-- Start of Passage --
= Cui Ning =

General of the Tang dynasty (723 - 783)

Cui Ning (崔寧) (723 – November 10, 783), né Cui Gan (崔旰), was a general of the Tang dynasty of China. For over a decade, he ruled over Xichuan Circuit (西川, headquartered in modern Chengdu, Sichuan) effectively independently from the imperial government, but was eventually kept at the capital Chang'an by the imperial government in 779. Subsequently, when the general Zhu Ci rebelled in 783 and established a new state of Qin, the chancellor Lu Qi, apprehensive that Cui would blame the rebellion on him, falsely accused Cui of being complicit in Zhu's rebellion. Emperor Dezong, believing Lu's accusations, had Cui strangled.
-- End of Passage --
-- Start of Source material --
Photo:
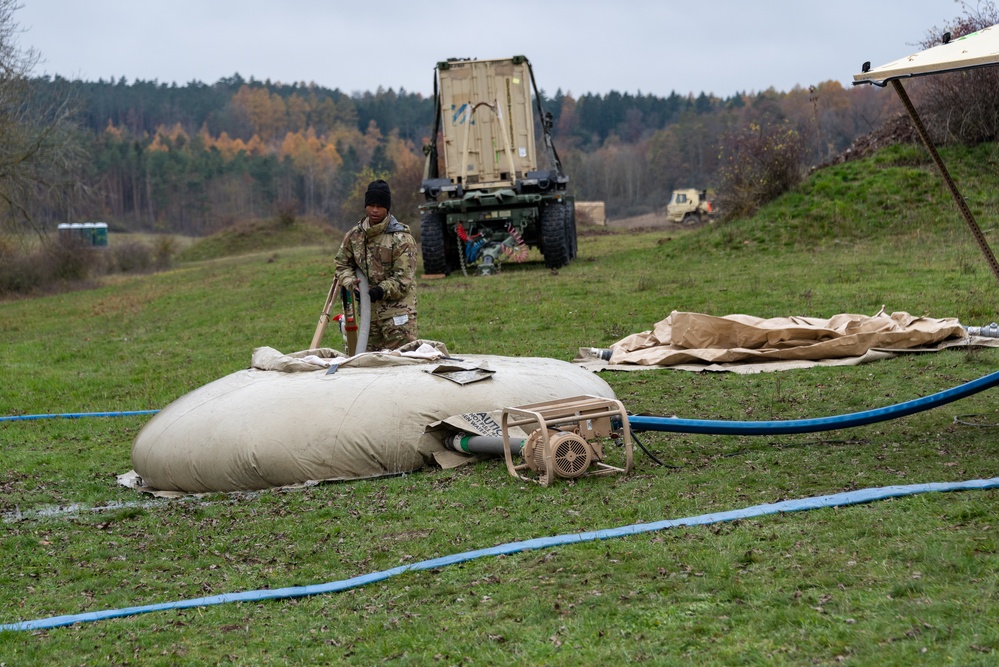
-- End of Source material --
> [Given request 1] Decide whether each statement agrees with the passage on Cui Ning, answering yes or no and quoting the words of the passage that decide it: (a) Cui Ning was born under the name Cui Gan. (b) Cui Ning established the new state of Qin. (c) Emperor Dezong had Cui Ning strangled.
> [Given request 2]
Answer from the passage on Cui Ning:
(a) Where was Xichuan Circuit headquartered?
(b) In what year did the imperial government keep Cui at Chang'an?
(c) Who falsely accused Cui of complicity in Zhu Ci's rebellion?

> [Full answer 1]
(a) Yes: "né Cui Gan (崔旰)"
(b) No: "the general Zhu Ci rebelled in 783 and established a new state of Qin"
(c) Yes: "Emperor Dezong, believing Lu's accusations, had Cui strangled."

> [Full answer 2]
(a) In modern Chengdu, Sichuan
(b) 779
(c) The chancellor Lu Qi